Stored data entries:
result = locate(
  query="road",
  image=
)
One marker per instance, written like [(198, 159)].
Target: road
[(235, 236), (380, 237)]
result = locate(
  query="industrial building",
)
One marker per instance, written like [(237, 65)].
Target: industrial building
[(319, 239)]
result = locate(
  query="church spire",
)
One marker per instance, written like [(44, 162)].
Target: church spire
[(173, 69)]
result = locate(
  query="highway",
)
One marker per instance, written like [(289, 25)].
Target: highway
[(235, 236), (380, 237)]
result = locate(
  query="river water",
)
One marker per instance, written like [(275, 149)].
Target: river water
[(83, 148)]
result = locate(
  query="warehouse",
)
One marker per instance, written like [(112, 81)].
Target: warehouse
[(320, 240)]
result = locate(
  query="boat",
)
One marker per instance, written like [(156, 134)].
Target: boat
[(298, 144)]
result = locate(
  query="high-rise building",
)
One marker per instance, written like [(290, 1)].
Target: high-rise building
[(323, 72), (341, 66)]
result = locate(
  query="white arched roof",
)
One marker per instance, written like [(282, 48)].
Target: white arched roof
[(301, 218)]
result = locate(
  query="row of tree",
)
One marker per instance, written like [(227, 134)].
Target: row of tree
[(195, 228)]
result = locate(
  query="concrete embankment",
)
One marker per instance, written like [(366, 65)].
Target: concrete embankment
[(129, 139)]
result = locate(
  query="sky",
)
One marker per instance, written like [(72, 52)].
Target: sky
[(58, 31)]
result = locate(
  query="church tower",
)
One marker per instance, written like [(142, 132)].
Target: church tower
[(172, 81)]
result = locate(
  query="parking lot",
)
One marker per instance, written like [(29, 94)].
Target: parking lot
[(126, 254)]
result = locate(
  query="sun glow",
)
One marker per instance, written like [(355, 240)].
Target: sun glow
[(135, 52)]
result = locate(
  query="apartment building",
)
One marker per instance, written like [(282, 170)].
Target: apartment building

What to produce: Filter the records above down to the lines that hold the string "apartment".

Task response:
  query="apartment building",
Target: apartment building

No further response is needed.